Image point grounding data:
__________________________________________________

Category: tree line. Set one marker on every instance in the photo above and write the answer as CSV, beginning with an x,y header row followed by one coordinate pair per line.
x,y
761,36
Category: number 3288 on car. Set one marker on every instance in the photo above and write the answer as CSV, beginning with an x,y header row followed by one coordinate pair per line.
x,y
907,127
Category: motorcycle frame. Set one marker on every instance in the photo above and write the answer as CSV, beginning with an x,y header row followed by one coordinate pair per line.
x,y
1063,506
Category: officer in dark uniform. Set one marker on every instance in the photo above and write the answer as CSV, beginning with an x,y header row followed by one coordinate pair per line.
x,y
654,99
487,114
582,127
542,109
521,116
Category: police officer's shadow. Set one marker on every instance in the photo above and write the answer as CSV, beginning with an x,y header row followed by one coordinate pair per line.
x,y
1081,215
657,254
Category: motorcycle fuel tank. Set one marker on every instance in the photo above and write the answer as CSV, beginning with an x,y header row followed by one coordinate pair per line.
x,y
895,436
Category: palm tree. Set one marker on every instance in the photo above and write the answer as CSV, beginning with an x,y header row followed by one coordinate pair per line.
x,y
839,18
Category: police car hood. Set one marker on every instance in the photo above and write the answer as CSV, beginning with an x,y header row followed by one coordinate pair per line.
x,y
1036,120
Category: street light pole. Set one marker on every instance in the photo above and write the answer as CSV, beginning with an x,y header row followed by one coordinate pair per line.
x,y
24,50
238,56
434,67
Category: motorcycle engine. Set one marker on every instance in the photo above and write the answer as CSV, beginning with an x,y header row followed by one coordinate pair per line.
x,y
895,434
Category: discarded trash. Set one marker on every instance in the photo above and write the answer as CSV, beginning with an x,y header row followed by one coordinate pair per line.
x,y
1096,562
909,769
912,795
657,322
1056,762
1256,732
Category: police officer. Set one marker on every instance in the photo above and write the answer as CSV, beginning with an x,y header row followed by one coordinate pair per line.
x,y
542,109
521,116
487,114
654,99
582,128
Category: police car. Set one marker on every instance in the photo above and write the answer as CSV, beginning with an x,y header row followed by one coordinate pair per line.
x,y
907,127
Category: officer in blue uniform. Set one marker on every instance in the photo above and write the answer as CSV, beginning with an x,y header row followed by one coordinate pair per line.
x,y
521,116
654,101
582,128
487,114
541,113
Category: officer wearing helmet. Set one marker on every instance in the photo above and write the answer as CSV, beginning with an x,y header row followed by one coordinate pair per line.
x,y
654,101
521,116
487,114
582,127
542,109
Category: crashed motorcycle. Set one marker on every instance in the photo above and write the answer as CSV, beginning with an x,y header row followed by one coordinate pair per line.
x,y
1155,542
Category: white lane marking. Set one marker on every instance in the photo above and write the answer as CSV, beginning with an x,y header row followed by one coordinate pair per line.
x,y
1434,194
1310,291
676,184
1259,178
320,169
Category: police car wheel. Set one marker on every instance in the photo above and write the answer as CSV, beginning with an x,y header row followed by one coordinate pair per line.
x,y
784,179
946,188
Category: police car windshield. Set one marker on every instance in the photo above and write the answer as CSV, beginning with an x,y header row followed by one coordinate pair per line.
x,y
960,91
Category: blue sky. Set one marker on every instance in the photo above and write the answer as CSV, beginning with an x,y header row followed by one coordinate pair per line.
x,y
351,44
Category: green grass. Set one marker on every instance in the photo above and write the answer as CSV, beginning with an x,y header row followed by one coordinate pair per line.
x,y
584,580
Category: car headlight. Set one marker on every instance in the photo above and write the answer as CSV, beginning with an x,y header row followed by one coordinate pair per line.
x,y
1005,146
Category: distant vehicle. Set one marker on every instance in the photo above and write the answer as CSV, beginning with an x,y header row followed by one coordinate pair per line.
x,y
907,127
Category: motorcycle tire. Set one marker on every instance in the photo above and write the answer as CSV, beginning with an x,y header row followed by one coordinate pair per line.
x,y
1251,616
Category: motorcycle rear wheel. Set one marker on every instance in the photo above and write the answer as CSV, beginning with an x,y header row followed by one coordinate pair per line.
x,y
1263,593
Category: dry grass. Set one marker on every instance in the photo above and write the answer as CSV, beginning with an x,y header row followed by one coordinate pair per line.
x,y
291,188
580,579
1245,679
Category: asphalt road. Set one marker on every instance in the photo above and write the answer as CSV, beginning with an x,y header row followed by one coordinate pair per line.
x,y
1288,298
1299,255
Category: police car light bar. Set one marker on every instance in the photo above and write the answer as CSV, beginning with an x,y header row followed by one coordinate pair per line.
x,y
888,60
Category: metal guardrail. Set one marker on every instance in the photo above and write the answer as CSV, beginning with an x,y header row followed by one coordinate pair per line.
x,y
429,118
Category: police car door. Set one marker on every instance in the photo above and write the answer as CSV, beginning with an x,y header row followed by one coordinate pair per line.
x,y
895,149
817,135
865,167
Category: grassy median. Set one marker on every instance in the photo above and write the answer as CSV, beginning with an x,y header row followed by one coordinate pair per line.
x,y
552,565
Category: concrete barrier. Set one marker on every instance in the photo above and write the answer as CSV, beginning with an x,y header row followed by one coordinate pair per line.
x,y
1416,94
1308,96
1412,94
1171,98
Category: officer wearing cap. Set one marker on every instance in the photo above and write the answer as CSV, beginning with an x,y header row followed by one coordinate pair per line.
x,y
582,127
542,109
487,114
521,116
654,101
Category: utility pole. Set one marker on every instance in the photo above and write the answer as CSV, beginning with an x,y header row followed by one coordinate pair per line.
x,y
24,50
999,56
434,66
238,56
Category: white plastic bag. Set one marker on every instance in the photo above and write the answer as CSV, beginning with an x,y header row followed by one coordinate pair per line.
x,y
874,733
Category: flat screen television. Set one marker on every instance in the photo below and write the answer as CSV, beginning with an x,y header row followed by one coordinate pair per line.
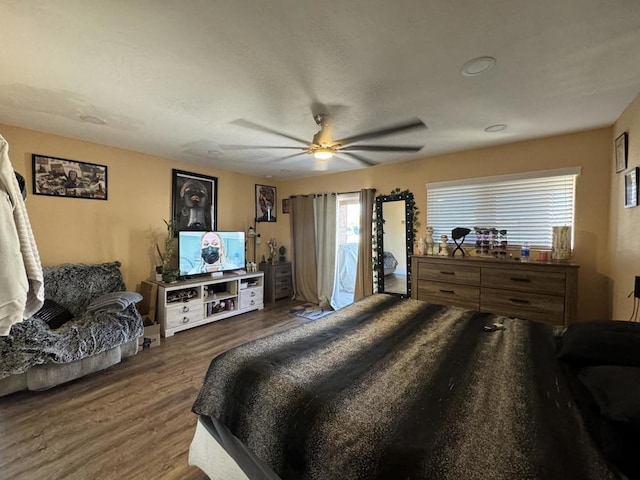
x,y
202,253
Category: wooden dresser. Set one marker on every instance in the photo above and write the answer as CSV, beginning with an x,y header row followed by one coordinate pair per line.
x,y
278,281
541,291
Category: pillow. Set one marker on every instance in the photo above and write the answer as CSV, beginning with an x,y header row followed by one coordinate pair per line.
x,y
115,301
608,342
53,314
616,390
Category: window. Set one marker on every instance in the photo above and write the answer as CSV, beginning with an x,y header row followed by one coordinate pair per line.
x,y
526,205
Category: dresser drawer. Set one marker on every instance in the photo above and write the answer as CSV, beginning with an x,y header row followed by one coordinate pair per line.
x,y
467,274
525,305
525,280
283,291
183,314
465,296
251,297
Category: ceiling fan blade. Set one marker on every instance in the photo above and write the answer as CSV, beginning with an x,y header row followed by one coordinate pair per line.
x,y
356,159
258,147
403,127
288,157
382,148
254,126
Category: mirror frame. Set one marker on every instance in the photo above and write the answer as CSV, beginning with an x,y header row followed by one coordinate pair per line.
x,y
409,202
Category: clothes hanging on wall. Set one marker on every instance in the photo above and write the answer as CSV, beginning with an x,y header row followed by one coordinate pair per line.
x,y
21,279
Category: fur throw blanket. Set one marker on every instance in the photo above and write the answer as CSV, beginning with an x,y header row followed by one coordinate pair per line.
x,y
73,286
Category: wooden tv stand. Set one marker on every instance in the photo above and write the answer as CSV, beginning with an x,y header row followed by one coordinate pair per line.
x,y
191,303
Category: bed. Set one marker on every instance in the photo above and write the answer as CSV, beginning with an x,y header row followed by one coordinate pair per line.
x,y
398,388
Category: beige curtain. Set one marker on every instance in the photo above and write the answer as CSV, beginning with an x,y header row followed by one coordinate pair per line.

__________________________________________________

- Work item -
Output every entry verbatim but skip the pictures.

- Exercise solution -
Category: tree line. Set one marker on every instance in the photo above and write the answer as CSV, beginning with an x,y header row followed by one coordinate pair per line.
x,y
761,36
Category: number 3288 on car. Set one marker on every instance in the photo above and write the answer as CSV, beginning with an x,y header row followed by one coordinate pair per line.
x,y
907,127
Category: motorcycle frame. Set one marker on every instance in the photo above and write the answer as CSV, beginning with an x,y header row followed by one coordinate pair per line.
x,y
1063,506
Category: officer in dark uniform. Set one marker on every instance in the photo above and write the answer as CSV, beginning with an x,y header row followed by one coordinate pair per line.
x,y
654,99
487,114
582,127
542,109
521,116
Category: police officer's shadow. Set one marker on every instance in the photo above and write the answer as CSV, beginning with an x,y header row followed by one coordinate pair per line.
x,y
1081,215
657,254
Category: motorcycle fuel tank. Set one marker on every instance in the photo above and write the answer as CSV, beginning with an x,y header row followed by one coordinate pair per line.
x,y
895,436
Category: palm tree. Set one marker on every instance in the photo above and write the answer as CSV, beginning with an x,y header row followed by one coordinate pair per line.
x,y
839,18
Category: police car hood. Set one marker on every instance in the photo above and write the answer as CSV, beginning with an x,y header row followed by one coordinate pair per line.
x,y
1036,120
Category: street light pole. Set one marker on every instance in the photo above and write the answer as CSV, beginning with an x,y header row followed by one coordinate pair per line.
x,y
24,50
238,56
434,67
Category: motorcycle engine. Set one marker on every instance in the photo above and write the answer as CSV, beginning with an x,y header row followed by one coordinate pair per line.
x,y
895,434
Category: discarded trash. Set one marker on every instance in the photo above and write the answer as CSV, beginning with an x,y header row followed by one coordinate pair per line.
x,y
1096,562
909,769
912,795
657,322
1056,762
1256,732
Category: police officer. Set one marker on every instance in the photo above and write the answer as CSV, beginning with an x,y header row followed by one coordinate pair per line.
x,y
542,109
521,116
487,114
654,99
582,128
Category: police car. Set one marker on every instance in the photo above and write the answer as CSV, beginning with an x,y header row followed by one coordinate pair per line.
x,y
907,127
Category: officer in blue uniform. Set one marker on every instance in the photo above and write the answer as CSV, beginning with an x,y header row followed by one coordinate pair per line.
x,y
521,116
654,101
582,128
487,114
541,113
Category: officer wearing helmet. Set one marker on every instance in the photo above and write the answer as CSV, beginning with an x,y header row followed by one coordinate pair per line.
x,y
654,101
521,116
487,114
582,127
542,109
Category: crashed motorcycle. Set one marker on every instance in the photo above and write the answer as CSV, beginning with an x,y header row followed by one coordinate pair per line.
x,y
1155,542
Category: white lane marking. Set one marker on every instance in the photo above and write the answer as CSV, beginning with an x,y header row followed by one coordinate pair per line.
x,y
1434,194
1310,291
676,184
1259,178
320,169
Category: police car wheel. Set one marker on every instance in the photo above and write the answer as CSV, beginning with an x,y header row followed by one coordinate pair per line.
x,y
784,179
946,188
Category: police car windshield. Set one marker on every instance in the photo above and write the answer as CSV, beginning with an x,y header row followed by one coordinate pair per line.
x,y
960,91
Category: blue sky. Set one marker on every instance in the photo above and write the answer as CSV, beginning with an x,y header row followed by one coordinate pair per line.
x,y
351,44
Category: green grass. Set one marker on every instance in the photo above and write the answer as CSV, beginning with an x,y header row followed by one coordinate pair per line.
x,y
584,580
Category: car headlight. Set one marker on every instance in the photo above and write the answer as CSV, beginning with an x,y header row followed by one coordinate pair per line.
x,y
1005,146
Category: distant vehicle. Set one marker on every instance in the photo above and write the answer as CSV, beginning with an x,y header row followed by one coordinate pair per line.
x,y
907,127
Category: motorcycle tire. Set one marker on every instance in the photo above and write the answer as CSV, beginning with an x,y header row followed by one coordinate pair per line.
x,y
1251,616
Category: motorcycle rear wheel. Set one marker on every instance in the photo above and write the answer as CSV, beginning with an x,y header row followed by one coordinate pair per line.
x,y
1263,593
Category: dry grass. Set one marker on every instance in the photo above and write the answer as CSV, beginning with an x,y header row followed by one coordinate pair per line.
x,y
291,188
580,579
1245,679
Category: asphalt road. Set one marker on every instance in the photo above and write the answer as CSV, beginning with an x,y header row followed by one coordinate pair per line.
x,y
1288,298
1299,255
Category: police car light bar. Set one marker on every instance in the photo above and write the answer as CSV, beginning with an x,y header row followed by one coordinate pair per line.
x,y
888,60
Category: metal guardrail. Set one marker on every instance in the photo above and write the answer as CSV, beginning with an x,y header row followed by one coordinate pair per line.
x,y
429,118
Category: police car door. Set one marker on every instance in the photo above and write the answer as CSV, beginning with an x,y header row followed by one coordinate pair per line.
x,y
895,149
817,135
865,167
Category: grassy median. Set one marker on every instance in the photo above and write the answer as CSV, beginning with an x,y header row followed by one coordinate pair per line.
x,y
552,565
Category: concrete barrier. Set one marker on every instance in the photo above and write the answer as CSV, beginning with an x,y header row followed by one coordinate pair per line.
x,y
1416,94
1308,96
1412,94
1171,98
Category: officer wearing cap. Set one marker on every instance in the photo above and write the answer as CSV, beginning with an x,y header row followed by one coordinate pair per line.
x,y
582,127
542,109
487,114
521,116
654,101
Category: utility pole. Set one marker on every instance in the photo above and write the answer as CSV, beginning with an x,y header row followed by one coordinate pair per line.
x,y
24,50
999,56
434,66
238,56
Category: white plastic bag. Set one marker on every instance in the photo above and write the answer as CSV, beginning with an x,y header row followed by one coordinate pair per line.
x,y
874,733
Category: flat screen television. Set one marker on every instance in the photo below and write the answer as CSV, beginning with an x,y header row followed by one coordinate pair per line.
x,y
202,253
Category: wooden dresser. Set one marker on every instance in the photo above and write the answer as CSV, beginning with an x,y header row followed by one coordinate pair per line.
x,y
278,281
541,291
Category: pillow. Set one marker on every instance in the photo above and write the answer as CSV, beginning with an x,y header row followed by one coordinate pair per line.
x,y
115,301
608,342
53,314
616,390
Category: window. Set one marker on every instance in the photo above and write the answer as CSV, beginning with an x,y header row followed by one coordinate pair per line.
x,y
526,205
Category: dresser drawer. Set one marker on every instance in the photo above and write the answer as CSV, beginning with an x,y header row followed by one coordinate pair per line.
x,y
467,274
525,305
525,280
283,291
183,314
465,296
251,297
Category: ceiling fan blade. Set one marker on every instance in the photo above and write the answer as CSV, beginning with an x,y header row followed by one coordinate pair per line.
x,y
356,159
258,147
403,127
288,157
382,148
254,126
Category: mirror frame. Set one marker on every instance in the photo above and write the answer as CSV, beginning with an x,y header row followed by one coordinate pair per line.
x,y
409,202
Category: clothes hanging on wall. Set one marker on every instance in the photo above and write the answer as CSV, beginning with an x,y header row followed by one coordinate pair per line.
x,y
21,279
Category: fur throw blanket. Set one marker on every instance in the photo above and write the answer as CSV, beginning with an x,y header row followed by one coordinate pair per line.
x,y
73,286
Category: wooden tv stand. Set one marker on every instance in the photo above and write the answer as CSV, beginning with an x,y header row followed by one coordinate pair per line.
x,y
191,303
Category: bed. Set one marker on every instance in the photo above and write the answer as CSV, beginning with an x,y header row followed by one coordinate pair per line.
x,y
398,388
Category: beige curtain. Set one marker on every instance in the photo above and write the answer as CSV, beginning with an x,y header row followed by one coordinate pair per line.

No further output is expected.